> [Work instructions]:
List every line of the records that contains the word "wheel", copied as it appears. Case counts.

Data records

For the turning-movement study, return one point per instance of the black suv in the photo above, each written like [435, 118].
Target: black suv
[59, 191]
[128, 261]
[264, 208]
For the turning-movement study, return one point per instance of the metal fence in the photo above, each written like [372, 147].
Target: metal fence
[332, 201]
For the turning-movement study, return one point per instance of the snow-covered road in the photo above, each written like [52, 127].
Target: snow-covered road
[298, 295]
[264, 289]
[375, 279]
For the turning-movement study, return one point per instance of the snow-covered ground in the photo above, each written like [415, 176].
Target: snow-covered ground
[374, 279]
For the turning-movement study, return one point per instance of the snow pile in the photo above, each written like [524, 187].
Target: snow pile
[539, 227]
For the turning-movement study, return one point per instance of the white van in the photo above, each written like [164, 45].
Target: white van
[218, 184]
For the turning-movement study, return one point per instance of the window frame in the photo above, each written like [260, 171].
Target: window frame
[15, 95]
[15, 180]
--
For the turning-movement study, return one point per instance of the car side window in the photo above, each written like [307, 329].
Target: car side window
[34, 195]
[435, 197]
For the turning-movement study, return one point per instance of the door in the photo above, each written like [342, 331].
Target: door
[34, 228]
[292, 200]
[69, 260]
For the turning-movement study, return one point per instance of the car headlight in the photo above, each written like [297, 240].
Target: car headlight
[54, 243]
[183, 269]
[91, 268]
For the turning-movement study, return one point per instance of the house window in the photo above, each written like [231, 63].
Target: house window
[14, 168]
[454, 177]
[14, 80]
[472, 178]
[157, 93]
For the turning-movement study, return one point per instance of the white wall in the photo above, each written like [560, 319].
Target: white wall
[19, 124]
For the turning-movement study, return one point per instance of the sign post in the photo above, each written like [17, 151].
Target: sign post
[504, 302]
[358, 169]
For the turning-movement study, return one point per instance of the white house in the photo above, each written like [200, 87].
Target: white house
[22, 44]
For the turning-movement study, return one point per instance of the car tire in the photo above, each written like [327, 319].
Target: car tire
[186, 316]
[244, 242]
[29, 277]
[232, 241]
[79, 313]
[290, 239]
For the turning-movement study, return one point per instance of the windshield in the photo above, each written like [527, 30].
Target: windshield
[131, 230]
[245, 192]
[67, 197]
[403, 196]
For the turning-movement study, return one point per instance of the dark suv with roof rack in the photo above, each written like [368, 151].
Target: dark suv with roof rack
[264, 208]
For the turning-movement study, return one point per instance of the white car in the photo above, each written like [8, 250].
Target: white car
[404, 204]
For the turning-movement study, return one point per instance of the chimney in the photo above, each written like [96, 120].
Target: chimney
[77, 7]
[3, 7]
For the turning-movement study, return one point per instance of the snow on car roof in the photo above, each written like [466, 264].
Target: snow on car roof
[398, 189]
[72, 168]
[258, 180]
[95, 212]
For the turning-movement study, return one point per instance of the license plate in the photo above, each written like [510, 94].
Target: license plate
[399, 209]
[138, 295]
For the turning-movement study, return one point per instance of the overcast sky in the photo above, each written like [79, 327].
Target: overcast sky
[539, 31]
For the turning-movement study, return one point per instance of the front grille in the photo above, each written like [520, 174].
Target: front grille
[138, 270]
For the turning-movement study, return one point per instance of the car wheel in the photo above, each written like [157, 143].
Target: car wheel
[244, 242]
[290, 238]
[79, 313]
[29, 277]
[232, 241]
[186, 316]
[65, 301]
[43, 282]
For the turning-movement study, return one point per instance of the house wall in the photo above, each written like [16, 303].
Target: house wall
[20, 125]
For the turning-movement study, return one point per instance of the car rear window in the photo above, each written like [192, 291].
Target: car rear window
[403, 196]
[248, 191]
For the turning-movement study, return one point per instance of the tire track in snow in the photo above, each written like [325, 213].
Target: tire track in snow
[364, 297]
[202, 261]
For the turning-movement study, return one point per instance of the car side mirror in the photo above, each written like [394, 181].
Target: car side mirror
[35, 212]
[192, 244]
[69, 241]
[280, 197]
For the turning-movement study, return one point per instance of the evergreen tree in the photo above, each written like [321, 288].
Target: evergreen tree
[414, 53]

> [Right answer]:
For the turning-movement study, return one point per instance of the car wheel in the photo above, each written like [157, 143].
Target: car wheel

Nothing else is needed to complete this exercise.